[Point placement records]
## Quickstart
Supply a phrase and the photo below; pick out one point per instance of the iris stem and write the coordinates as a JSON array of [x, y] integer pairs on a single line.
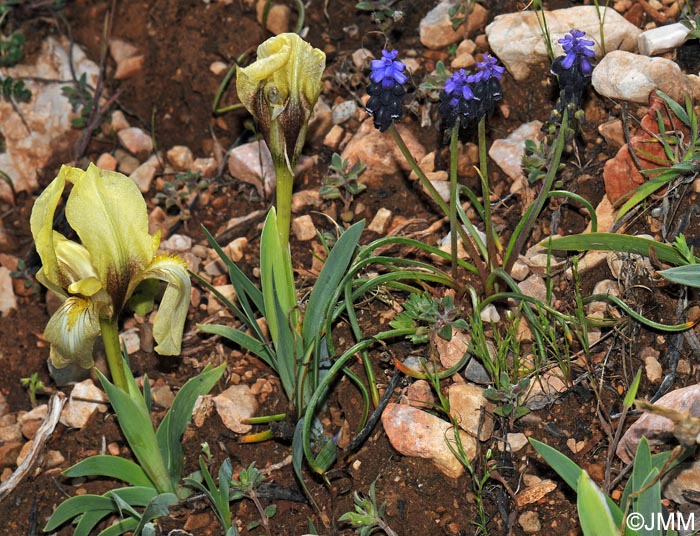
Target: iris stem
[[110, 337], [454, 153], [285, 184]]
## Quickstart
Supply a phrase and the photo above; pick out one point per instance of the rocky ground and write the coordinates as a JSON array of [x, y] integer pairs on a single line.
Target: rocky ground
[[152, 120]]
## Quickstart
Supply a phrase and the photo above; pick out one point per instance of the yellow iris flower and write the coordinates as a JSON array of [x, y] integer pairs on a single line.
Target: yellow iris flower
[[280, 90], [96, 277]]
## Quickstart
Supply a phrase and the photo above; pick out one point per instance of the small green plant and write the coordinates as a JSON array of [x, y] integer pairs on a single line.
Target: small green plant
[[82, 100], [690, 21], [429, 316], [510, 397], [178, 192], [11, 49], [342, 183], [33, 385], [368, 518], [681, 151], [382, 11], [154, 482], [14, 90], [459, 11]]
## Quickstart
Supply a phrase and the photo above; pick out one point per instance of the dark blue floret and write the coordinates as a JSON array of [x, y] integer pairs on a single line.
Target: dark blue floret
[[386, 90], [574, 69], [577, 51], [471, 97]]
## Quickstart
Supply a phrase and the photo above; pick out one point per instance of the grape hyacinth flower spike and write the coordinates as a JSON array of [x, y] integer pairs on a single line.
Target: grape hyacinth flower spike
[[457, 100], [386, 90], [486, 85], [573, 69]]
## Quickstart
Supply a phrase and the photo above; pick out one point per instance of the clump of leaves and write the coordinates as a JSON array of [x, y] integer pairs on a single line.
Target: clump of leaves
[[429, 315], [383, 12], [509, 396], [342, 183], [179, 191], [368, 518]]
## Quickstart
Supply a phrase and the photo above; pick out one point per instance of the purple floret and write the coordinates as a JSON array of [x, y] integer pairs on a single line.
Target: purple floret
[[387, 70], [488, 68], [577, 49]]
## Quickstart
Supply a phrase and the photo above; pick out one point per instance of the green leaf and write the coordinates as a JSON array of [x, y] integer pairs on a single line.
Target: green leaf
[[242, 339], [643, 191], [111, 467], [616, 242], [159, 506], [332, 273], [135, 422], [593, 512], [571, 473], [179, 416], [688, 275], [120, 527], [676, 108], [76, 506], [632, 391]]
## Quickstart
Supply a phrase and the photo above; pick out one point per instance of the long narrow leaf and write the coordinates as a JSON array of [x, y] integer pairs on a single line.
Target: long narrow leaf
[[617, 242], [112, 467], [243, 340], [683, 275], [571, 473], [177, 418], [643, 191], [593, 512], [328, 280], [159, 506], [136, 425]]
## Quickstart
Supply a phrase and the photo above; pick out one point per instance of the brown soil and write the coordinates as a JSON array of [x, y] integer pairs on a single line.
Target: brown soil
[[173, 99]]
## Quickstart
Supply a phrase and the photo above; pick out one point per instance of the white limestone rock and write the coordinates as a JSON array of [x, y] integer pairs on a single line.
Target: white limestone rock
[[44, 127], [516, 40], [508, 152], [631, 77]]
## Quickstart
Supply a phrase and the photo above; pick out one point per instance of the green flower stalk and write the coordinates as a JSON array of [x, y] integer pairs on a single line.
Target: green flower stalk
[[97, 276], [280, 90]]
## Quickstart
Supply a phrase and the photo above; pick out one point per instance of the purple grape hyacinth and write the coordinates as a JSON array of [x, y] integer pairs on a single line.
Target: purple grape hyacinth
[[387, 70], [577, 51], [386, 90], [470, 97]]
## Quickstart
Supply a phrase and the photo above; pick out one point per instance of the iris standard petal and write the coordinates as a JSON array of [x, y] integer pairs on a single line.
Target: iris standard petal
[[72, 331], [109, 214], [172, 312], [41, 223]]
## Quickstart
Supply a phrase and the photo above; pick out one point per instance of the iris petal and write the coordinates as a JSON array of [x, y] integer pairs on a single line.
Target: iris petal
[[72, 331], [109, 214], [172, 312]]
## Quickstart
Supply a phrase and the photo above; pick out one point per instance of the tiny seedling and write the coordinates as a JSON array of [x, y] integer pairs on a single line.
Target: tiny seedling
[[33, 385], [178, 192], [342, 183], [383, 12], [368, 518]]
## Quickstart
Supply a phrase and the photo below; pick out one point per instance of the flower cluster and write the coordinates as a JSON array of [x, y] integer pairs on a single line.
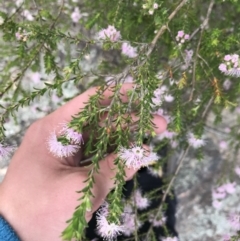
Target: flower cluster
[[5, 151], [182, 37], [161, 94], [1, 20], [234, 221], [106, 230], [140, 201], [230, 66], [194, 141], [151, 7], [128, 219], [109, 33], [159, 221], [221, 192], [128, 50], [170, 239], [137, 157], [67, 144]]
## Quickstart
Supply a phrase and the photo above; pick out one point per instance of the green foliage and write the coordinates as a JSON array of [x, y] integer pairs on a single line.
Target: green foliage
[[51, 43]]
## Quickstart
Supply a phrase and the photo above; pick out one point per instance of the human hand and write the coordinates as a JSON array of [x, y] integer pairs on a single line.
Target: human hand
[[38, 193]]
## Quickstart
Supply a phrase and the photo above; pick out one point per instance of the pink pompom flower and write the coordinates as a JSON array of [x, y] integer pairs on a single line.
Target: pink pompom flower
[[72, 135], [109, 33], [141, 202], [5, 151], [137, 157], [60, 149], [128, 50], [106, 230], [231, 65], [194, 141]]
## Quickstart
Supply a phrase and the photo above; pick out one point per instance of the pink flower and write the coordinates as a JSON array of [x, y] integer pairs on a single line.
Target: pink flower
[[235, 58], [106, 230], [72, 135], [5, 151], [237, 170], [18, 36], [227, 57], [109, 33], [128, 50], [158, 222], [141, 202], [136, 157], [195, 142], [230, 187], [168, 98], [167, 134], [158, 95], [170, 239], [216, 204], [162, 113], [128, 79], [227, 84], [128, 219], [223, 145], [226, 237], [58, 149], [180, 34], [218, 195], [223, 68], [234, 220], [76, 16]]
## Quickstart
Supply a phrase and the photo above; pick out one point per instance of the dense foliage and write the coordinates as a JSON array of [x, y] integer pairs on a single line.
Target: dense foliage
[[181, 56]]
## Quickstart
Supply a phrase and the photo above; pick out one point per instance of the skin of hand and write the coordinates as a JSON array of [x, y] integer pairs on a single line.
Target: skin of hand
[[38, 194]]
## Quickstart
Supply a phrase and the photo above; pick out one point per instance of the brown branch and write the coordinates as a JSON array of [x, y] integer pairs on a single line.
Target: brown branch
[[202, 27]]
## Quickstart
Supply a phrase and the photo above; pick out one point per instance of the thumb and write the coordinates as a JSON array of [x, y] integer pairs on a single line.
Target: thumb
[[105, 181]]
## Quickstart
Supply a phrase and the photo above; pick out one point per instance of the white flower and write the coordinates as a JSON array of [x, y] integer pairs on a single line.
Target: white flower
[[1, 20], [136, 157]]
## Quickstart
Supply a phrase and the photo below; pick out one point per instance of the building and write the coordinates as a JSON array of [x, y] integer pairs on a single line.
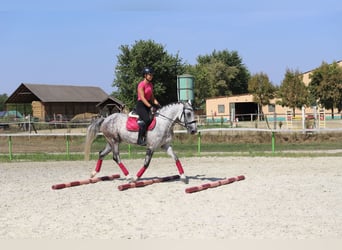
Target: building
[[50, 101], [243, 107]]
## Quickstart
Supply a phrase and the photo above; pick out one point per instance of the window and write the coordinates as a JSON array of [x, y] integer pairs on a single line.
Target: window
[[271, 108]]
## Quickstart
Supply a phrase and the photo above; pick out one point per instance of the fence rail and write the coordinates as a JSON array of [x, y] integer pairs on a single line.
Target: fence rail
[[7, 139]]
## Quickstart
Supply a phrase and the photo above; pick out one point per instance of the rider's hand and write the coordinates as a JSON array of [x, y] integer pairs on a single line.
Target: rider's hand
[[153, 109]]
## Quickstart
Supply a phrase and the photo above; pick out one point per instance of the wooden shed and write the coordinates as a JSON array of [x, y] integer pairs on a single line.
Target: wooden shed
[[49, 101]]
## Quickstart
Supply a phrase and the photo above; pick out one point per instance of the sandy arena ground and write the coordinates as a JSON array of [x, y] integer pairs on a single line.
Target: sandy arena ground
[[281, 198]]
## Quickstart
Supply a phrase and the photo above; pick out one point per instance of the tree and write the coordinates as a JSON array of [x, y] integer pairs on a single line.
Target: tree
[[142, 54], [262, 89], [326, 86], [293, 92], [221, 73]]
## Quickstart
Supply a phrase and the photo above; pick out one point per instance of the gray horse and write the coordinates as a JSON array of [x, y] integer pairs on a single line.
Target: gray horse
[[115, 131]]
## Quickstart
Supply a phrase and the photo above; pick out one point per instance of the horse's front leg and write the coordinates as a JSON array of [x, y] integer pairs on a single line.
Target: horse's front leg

* * *

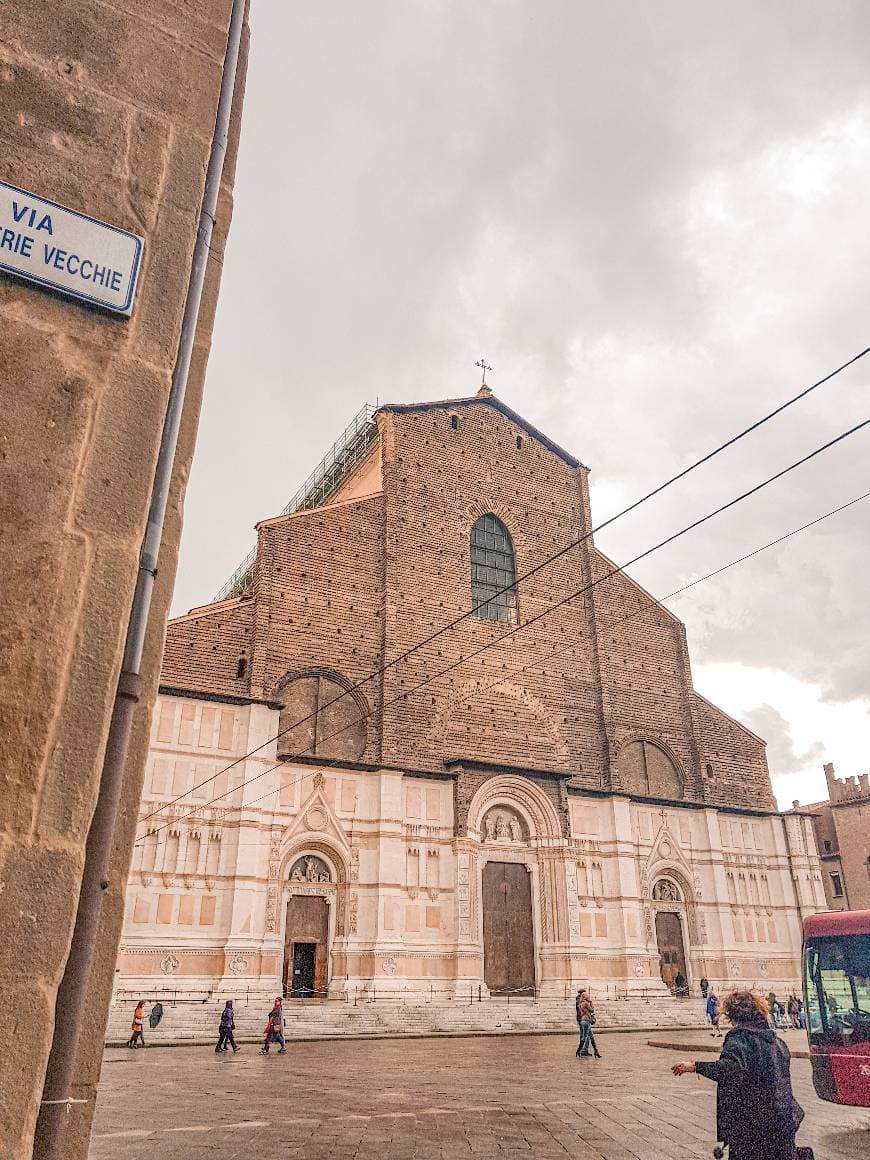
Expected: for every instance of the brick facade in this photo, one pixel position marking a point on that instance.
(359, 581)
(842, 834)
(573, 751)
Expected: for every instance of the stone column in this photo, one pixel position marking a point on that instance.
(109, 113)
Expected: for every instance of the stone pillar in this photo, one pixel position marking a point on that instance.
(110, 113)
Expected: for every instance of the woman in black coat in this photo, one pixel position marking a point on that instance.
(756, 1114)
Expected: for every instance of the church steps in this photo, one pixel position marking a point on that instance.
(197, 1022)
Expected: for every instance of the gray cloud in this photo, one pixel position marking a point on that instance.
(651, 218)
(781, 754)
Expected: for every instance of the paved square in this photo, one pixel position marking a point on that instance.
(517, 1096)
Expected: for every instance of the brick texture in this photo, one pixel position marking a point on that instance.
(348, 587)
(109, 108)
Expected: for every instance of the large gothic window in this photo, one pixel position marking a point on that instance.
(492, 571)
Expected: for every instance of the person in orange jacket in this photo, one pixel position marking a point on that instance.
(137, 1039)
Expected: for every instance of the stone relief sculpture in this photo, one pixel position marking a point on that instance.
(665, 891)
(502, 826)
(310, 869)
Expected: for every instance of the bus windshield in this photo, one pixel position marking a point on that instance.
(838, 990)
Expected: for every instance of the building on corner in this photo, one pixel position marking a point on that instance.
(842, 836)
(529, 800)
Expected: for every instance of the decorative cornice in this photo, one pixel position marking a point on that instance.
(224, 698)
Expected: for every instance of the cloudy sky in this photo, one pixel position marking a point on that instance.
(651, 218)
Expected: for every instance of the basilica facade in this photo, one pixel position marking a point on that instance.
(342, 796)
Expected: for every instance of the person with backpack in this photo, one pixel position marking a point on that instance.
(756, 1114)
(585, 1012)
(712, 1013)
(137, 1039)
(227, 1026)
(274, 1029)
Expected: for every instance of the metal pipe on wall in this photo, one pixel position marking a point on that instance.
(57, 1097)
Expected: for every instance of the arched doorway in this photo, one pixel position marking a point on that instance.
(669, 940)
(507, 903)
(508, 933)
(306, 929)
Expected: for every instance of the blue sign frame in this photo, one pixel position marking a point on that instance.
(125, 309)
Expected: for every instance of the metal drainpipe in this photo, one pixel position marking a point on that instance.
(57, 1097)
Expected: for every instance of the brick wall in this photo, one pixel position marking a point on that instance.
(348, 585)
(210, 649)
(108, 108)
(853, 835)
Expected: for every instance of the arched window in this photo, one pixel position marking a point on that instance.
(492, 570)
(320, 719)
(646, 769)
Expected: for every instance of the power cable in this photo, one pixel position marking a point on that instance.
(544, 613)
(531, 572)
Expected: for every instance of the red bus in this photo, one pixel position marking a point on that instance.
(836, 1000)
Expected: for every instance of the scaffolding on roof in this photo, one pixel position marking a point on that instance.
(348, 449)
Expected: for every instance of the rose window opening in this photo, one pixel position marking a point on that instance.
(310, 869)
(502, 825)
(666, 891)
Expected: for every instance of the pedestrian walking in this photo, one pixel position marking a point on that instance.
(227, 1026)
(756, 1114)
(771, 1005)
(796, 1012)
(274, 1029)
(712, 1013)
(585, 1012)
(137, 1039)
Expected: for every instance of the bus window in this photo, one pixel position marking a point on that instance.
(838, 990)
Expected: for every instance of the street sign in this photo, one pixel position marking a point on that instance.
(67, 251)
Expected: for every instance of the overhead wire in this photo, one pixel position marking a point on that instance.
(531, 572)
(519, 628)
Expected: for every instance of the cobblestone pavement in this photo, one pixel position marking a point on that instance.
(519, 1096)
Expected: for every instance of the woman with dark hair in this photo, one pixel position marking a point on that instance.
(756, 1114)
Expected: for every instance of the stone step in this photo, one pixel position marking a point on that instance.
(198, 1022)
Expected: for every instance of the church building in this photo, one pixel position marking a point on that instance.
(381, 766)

* * *

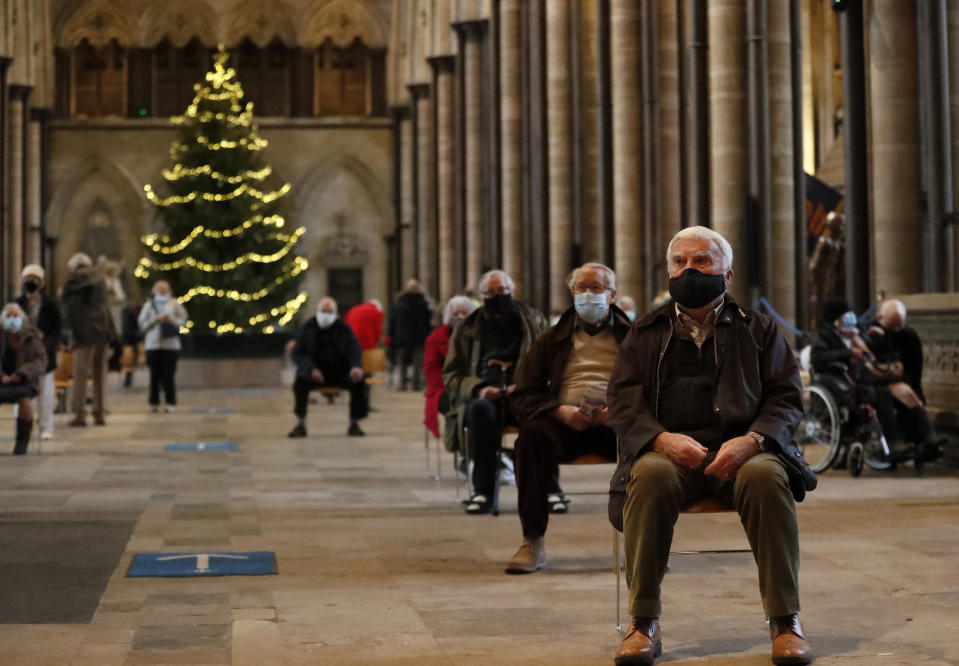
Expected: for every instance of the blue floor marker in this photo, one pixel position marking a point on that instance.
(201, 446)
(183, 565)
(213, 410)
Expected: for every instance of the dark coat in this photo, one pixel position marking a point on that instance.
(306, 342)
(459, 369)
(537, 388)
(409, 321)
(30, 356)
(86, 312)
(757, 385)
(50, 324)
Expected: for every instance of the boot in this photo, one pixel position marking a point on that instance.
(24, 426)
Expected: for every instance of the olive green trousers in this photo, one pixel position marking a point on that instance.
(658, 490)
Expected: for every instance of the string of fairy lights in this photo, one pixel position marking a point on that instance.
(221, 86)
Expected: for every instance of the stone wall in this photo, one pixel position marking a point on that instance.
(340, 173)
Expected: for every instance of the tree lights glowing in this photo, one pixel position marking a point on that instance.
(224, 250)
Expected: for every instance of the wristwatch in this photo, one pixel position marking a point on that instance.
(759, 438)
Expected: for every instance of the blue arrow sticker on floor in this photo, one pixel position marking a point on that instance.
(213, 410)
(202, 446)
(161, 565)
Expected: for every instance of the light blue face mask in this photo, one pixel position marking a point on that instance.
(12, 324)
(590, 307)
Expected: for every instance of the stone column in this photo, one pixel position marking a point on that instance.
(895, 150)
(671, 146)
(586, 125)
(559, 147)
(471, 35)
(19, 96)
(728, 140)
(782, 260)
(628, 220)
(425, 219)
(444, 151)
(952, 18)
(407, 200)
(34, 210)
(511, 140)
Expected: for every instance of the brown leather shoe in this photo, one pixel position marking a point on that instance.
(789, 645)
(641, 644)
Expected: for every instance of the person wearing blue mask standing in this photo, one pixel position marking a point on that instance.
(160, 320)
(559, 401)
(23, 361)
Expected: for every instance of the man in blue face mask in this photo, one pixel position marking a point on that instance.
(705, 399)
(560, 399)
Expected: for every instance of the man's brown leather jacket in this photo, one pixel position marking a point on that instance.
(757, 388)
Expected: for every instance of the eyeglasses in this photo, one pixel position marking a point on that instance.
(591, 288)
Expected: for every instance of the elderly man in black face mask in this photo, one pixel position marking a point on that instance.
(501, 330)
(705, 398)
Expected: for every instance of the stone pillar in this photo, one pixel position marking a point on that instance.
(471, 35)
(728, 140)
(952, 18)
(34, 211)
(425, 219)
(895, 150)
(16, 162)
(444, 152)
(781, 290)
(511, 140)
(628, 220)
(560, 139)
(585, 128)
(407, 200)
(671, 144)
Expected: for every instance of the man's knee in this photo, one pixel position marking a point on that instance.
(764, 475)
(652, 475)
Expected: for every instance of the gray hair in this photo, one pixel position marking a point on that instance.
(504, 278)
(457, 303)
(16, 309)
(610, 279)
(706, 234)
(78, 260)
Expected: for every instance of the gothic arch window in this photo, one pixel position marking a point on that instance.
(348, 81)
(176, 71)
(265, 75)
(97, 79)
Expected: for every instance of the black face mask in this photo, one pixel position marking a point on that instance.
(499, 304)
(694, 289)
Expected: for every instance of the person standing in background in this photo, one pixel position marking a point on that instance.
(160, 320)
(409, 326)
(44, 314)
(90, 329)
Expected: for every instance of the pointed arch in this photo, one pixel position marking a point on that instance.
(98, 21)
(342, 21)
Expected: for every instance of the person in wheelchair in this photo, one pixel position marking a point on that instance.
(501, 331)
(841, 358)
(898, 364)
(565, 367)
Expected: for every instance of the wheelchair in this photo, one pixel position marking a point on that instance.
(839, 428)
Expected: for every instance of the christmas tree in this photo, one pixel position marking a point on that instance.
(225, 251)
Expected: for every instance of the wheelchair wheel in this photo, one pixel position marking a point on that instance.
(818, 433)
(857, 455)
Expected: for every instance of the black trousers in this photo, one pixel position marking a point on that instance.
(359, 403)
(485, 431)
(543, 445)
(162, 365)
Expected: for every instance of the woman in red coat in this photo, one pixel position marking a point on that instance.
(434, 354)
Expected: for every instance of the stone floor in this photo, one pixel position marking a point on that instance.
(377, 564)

> [To do] Extract from the listing each line that contains the string "seedling". Treat uppercase and lowercase letters as distinct when matching.

> [Full response]
Supply a phrase and the photo above; pick out one point per instance of the tiny seedling and write the coordinates as a JSON array of [x, y] integer pairs on a single line.
Target: tiny seedling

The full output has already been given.